### Task to carry out
Reproduce exactly, and only, the lines of the material below running from the line bearing "Expected: for every instance of the pink paisley" through the line bearing "Expected: for every instance of the white turtleneck". Leave any pictures out.

### Supplied material
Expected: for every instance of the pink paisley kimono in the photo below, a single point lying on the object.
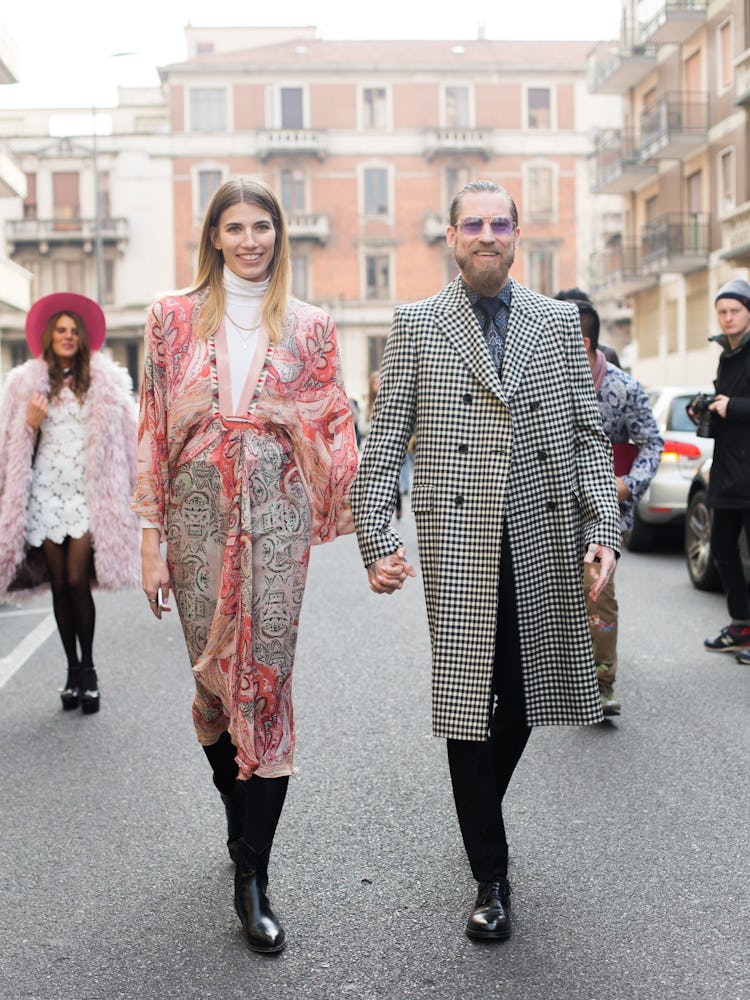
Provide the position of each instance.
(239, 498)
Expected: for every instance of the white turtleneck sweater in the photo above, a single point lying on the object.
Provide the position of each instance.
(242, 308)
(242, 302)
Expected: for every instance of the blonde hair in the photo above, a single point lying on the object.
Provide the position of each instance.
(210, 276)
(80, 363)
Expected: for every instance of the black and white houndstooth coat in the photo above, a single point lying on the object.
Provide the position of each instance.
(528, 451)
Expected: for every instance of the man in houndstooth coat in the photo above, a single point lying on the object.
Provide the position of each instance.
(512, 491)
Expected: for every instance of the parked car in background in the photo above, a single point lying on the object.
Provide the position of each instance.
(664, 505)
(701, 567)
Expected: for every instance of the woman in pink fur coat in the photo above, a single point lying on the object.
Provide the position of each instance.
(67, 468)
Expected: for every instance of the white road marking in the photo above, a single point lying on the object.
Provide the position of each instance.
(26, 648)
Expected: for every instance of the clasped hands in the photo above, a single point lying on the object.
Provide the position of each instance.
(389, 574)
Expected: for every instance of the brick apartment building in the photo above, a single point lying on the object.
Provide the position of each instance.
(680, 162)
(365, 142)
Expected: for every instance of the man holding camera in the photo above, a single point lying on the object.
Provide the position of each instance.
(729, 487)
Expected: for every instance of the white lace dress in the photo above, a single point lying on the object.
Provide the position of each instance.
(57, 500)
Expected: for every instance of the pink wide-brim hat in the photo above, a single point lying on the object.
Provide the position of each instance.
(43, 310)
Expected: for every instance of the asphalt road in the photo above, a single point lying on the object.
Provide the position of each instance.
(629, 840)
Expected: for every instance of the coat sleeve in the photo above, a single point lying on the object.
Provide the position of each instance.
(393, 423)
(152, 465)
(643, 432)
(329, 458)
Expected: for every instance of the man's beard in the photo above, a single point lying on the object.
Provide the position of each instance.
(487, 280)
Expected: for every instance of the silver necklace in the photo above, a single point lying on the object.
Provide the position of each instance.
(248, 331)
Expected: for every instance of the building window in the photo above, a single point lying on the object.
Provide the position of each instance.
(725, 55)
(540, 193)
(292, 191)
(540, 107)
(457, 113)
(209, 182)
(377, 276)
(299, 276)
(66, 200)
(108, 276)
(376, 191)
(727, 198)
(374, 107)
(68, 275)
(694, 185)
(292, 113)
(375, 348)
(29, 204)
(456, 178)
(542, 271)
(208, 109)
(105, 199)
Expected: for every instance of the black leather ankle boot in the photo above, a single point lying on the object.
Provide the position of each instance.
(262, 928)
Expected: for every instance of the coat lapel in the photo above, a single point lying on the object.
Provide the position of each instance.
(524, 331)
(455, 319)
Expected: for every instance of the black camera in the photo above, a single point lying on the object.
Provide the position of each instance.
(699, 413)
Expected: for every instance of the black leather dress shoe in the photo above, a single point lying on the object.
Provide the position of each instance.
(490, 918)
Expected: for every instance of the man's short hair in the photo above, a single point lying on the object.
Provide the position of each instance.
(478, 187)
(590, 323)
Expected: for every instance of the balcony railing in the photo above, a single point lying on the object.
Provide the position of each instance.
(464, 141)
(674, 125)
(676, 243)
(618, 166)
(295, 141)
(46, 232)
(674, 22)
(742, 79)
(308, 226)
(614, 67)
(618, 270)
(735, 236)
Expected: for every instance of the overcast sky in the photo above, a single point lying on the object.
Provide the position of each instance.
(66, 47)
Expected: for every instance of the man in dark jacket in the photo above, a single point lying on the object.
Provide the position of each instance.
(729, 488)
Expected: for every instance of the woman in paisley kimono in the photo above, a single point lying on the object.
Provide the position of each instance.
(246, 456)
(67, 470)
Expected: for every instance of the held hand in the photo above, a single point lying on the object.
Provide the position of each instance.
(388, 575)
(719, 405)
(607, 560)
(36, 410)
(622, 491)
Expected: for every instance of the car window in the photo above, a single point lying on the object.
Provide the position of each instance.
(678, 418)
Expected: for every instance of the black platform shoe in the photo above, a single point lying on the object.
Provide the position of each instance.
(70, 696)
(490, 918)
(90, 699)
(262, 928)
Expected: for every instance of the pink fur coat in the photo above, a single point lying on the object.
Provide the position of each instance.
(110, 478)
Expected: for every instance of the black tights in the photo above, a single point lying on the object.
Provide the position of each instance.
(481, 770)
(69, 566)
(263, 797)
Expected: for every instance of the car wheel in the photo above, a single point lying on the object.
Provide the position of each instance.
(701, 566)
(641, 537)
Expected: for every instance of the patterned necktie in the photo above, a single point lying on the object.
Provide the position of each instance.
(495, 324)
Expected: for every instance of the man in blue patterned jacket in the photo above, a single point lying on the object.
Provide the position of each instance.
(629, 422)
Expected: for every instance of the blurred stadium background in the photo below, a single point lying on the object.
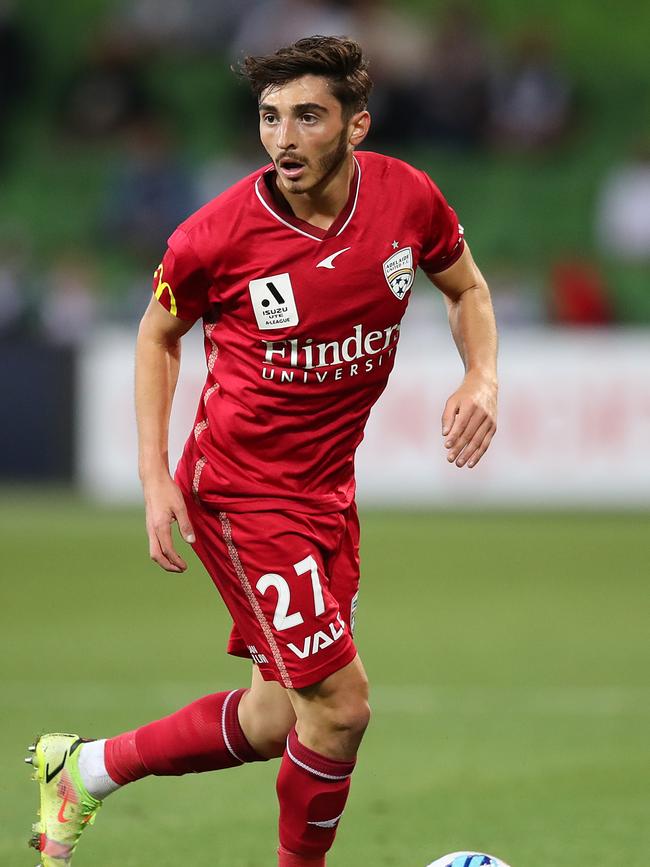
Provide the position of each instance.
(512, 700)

---

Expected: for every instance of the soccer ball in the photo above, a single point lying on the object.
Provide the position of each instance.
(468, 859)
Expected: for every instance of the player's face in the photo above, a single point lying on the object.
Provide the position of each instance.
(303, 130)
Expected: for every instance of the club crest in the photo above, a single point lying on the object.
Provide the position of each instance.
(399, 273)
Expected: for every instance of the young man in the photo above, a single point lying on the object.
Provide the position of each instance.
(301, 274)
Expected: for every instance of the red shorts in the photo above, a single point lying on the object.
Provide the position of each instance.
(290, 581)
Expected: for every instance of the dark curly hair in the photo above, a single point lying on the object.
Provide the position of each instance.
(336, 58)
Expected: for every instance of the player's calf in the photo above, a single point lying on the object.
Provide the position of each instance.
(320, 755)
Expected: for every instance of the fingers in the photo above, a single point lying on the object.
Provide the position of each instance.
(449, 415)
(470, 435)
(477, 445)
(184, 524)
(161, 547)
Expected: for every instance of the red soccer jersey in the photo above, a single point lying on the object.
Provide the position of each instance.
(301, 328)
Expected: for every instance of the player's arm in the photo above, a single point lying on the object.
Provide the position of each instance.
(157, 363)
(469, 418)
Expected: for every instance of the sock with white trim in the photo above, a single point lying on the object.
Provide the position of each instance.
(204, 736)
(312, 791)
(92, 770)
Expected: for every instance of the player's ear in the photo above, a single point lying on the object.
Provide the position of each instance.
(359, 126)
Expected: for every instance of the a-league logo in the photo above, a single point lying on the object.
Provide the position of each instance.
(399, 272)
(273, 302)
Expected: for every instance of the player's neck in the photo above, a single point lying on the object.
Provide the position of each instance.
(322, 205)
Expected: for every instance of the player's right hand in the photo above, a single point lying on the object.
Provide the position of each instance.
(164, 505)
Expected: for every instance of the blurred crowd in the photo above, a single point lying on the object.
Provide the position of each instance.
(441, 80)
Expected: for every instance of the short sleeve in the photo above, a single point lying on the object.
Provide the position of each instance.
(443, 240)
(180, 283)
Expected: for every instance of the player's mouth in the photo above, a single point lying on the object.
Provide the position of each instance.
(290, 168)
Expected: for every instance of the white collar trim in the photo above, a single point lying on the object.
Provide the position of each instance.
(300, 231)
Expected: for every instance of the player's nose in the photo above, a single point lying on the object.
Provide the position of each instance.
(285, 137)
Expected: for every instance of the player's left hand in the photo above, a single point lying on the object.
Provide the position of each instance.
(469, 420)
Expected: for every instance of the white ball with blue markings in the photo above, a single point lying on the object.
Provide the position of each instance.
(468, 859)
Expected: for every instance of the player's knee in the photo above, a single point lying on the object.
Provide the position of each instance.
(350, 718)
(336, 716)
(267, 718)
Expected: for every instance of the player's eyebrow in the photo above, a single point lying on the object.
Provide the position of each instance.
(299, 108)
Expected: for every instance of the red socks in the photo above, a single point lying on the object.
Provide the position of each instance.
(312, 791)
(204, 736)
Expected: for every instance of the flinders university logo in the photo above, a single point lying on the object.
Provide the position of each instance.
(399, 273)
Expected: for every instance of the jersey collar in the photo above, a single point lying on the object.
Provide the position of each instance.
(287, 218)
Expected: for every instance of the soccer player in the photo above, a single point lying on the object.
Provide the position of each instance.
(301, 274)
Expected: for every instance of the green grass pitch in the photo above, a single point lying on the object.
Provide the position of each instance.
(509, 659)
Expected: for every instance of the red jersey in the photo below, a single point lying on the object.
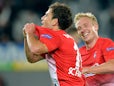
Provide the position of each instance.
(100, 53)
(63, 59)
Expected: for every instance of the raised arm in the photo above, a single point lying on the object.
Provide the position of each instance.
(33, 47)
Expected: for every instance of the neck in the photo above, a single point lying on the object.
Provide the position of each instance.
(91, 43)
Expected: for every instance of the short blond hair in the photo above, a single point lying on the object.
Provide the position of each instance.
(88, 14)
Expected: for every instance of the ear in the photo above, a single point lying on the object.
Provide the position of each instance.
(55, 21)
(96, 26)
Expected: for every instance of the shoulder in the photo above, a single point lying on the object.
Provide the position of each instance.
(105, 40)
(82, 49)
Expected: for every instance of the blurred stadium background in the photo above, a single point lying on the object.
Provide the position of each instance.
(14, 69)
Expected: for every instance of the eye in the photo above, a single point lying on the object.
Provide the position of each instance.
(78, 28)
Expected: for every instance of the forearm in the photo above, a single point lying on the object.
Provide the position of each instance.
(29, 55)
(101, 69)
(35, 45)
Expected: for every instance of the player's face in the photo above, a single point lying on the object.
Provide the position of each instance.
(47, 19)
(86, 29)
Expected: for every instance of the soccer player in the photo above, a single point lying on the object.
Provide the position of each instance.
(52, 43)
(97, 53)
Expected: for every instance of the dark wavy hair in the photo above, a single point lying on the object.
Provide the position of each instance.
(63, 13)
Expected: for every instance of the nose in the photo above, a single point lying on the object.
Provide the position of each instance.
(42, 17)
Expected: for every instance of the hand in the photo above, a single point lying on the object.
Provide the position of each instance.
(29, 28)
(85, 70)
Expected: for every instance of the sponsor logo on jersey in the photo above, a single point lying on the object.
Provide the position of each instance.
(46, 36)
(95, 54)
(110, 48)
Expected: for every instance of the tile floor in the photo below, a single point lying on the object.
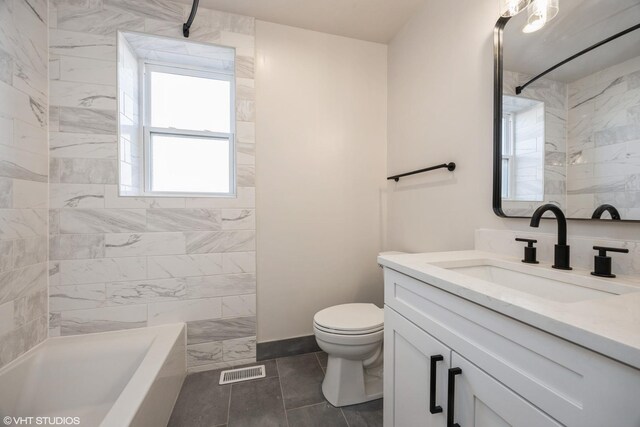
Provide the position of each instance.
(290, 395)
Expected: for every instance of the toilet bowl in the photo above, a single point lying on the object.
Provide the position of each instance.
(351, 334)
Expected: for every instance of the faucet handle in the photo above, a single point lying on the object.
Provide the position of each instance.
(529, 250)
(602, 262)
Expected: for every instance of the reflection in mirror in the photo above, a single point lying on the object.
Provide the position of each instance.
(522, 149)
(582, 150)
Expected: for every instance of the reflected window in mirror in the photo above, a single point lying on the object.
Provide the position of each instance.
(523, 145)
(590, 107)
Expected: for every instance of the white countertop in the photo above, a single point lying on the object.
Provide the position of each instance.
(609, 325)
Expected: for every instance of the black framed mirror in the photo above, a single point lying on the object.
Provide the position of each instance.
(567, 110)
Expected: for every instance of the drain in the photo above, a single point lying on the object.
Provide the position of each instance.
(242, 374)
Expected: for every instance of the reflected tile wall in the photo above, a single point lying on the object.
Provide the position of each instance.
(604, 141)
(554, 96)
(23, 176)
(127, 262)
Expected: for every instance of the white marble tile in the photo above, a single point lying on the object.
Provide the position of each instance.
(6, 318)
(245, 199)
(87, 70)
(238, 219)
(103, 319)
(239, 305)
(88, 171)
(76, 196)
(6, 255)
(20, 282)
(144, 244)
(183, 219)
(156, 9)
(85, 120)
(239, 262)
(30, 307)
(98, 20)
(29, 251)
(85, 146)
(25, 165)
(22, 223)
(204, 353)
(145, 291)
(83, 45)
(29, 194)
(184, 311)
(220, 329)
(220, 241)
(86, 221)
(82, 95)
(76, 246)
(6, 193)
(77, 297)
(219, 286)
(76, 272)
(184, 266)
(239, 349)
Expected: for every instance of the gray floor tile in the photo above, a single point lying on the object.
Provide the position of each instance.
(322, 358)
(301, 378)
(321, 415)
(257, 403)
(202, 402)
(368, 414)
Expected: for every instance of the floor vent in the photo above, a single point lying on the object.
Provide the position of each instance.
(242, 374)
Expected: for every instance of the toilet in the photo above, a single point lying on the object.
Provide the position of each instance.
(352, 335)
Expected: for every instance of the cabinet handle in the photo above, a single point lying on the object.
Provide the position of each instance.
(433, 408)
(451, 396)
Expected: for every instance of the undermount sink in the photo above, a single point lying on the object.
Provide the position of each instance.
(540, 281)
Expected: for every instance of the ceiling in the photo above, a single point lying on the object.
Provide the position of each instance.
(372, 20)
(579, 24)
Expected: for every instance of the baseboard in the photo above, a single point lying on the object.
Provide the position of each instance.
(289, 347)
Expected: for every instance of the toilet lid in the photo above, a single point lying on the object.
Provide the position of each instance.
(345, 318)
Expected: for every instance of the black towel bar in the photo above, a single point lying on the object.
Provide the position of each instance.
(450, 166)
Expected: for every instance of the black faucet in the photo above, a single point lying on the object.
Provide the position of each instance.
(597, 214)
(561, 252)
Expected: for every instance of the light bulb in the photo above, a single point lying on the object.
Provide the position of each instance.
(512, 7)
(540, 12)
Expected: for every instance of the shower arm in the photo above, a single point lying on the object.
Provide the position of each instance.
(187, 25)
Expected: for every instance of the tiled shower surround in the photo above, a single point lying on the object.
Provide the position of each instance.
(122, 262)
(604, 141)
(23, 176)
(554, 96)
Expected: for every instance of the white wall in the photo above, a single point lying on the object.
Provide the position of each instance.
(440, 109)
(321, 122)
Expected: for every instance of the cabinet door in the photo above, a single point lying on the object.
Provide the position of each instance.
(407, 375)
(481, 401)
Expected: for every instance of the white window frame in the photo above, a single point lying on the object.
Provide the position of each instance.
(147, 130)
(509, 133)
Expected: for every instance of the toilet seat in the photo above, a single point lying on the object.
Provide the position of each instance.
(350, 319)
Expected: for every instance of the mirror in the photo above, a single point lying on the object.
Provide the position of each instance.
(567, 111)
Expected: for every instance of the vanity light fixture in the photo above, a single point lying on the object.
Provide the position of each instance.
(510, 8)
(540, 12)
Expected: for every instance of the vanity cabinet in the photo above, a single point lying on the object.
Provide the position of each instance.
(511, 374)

### Result below
Expected: for every instance of the pink paisley kimono in the photo below, a single point lying on the object.
Provide the position of each instance.
(239, 498)
Expected: for every instance of the white turtleneck sweater in the photo above, a single point lying on the object.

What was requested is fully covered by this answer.